_Lesetext_.

---

Als der MDR das Funkhaus räumte
Magdeburg erlebte vor einem Jahr die größte Elbeflut in der Geschichte der Stadt
Ein halber Tag Regen reicht aus: Da sind sie wieder, die Bilder von 2013. Für viele Magdeburger ist das Trauma der Elbeflut bis heute gegenwärtig. Die Erinnerung kommt zurück, an kleine Bäche, die aus dem Fuß eines Walls fließen. Feuerwehrleute pumpen die Elbe zurück in ihr nicht mehr erkennbares Bett. Sie haben große Zelte aufgebaut und werden über Tage bleiben. Es war der 9. Juni 2013, ein freundlicher und warmer Sonntag, als der Pegel auf den Rekordwert von 7,47 Meter stieg.
Bei der Flut im August 2002 zeigten die großformatigen Ziffern an der Strombrücke als Höchststand 6,72 Meter an. Der Mittelwert liegt bei knapp zwei Meter. Oberbürgermeister Lutz Trümper (SPD) sprach nun, gerade mal elf Jahre nach der »Jahrhundertflut«, vom »größten Hochwasser in der Geschichte unserer Stadt«. Am 9. Juni schossen an der Strombrücke mehr als 5000 Kubikmeter Wasser pro Sekunde vorbei in Richtung Norden - eine bis dahin nie zuvor dokumentierte Menge.

---

_Liste der Einträge_.
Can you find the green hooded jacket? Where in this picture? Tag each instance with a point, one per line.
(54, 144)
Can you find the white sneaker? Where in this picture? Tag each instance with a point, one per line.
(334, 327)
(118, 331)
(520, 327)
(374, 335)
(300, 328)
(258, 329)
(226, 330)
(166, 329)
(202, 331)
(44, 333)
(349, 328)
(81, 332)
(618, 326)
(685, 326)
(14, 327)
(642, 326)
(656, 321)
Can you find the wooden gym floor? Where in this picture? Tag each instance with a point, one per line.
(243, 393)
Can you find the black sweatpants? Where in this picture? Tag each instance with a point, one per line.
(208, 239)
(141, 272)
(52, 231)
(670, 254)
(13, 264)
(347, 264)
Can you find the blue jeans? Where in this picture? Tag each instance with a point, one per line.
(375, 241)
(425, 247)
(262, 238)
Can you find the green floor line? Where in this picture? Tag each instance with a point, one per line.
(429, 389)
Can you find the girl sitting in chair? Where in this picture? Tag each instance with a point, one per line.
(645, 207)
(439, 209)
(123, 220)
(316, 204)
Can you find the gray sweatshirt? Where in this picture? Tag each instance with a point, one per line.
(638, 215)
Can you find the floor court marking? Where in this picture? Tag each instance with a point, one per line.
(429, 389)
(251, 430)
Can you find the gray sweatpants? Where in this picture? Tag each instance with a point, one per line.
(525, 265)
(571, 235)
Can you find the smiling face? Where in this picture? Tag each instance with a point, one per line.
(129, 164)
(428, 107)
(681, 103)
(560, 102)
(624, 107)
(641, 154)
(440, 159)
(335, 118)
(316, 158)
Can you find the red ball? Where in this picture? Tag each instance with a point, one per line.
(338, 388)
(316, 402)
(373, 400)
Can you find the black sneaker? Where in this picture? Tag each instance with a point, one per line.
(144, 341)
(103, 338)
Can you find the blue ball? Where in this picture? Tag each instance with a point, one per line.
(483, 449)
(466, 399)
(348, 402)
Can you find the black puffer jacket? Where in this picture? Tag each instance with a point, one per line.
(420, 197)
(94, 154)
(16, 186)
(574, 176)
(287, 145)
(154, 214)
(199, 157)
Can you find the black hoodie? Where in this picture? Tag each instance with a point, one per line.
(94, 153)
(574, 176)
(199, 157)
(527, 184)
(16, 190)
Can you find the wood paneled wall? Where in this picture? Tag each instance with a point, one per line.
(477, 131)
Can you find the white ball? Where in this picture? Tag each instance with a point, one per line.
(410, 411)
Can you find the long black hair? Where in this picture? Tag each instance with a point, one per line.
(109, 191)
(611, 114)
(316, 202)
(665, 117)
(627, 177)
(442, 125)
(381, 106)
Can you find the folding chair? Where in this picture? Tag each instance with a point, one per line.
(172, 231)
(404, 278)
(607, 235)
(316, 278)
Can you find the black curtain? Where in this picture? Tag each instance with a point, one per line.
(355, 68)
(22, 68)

---

_Aufgaben und Übungen_.
1 > Übersetzen Sie den folgenden Satz aus dem Text über die Elbeflut in Magdeburg ins Englische: „Bei der Flut im August 2002 zeigten die großformatigen Ziffern an der Strombrücke als Höchststand 6,72 Meter an.“
2 > Führen Sie den Text über die Elbeflut in Magdeburg nach seinem letzten Satz fort.

_Lösungen_.
1 > During the flood in August 2002, the large digits on the Strombrücke showed a peak level of 6.72 meters.

2 >
»In den Tagen des Hochwassers war ich voller Adrenalin und brauchte kaum Schlaf. Danach aber bin ich in ein totales Loch gefallen«, erzählt eine Frau aus dem Stadtteil Cracau, die 2002 bei Bekannten in der Innenstadt untergekommen war: »Eins war dann klar: So etwas will ich nie wieder erleben.« Doch dann kam 2013 schon wieder das Wasser: »Der Horror«, sagt sie, heute nicht weniger schockiert als vor einem Jahr.
Sachsen-Anhalts Landeshauptstadt rief insgesamt 20 000 Einwohner auf, ihre Häuser zu verlassen und zu Verwandten oder Freunden zu fliehen. Betroffen waren vor allem Menschen von der Ostseite der Elbe. Über die Brücken rasten in Richtung Westen Autos mit Hängern, auf denen Tiefkühltruhen und Möbel festgezurrt waren. Straßenbahnen standen still, dafür fuhren Lautsprecherwagen vom Ordnungsamt.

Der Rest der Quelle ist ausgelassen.